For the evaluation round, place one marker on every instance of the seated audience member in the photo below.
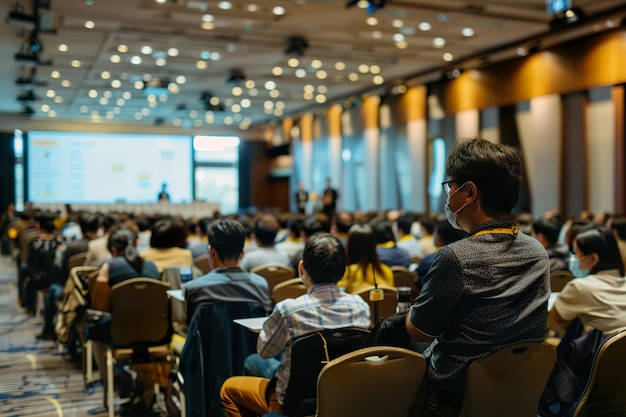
(546, 230)
(199, 247)
(363, 263)
(265, 229)
(97, 251)
(43, 272)
(587, 310)
(311, 227)
(486, 291)
(293, 243)
(406, 240)
(427, 228)
(599, 300)
(323, 307)
(124, 264)
(225, 243)
(618, 227)
(386, 248)
(167, 244)
(444, 235)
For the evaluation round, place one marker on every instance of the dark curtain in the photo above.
(7, 171)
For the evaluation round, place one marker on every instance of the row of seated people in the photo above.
(201, 288)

Work to complete. Reproduce all of the material above, requests included, with each x and y coordinate in the answers multiplied by 1.35 and rounded to a whole number, halves going up. Omit the pictures.

Answer to this problem.
For the evaluation round, place one marker on every instance of the seated audience member in the photo below.
(737, 311)
(269, 333)
(490, 355)
(358, 309)
(131, 339)
(58, 367)
(792, 419)
(420, 306)
(656, 393)
(396, 328)
(548, 324)
(576, 308)
(809, 405)
(436, 414)
(167, 356)
(304, 328)
(834, 306)
(521, 335)
(225, 329)
(599, 317)
For the evaluation round, place one marker on every instance of the dark curtain in the photo above.
(9, 231)
For the evaluation round, place one marker on every instance of the row of seated people in the photo above.
(271, 389)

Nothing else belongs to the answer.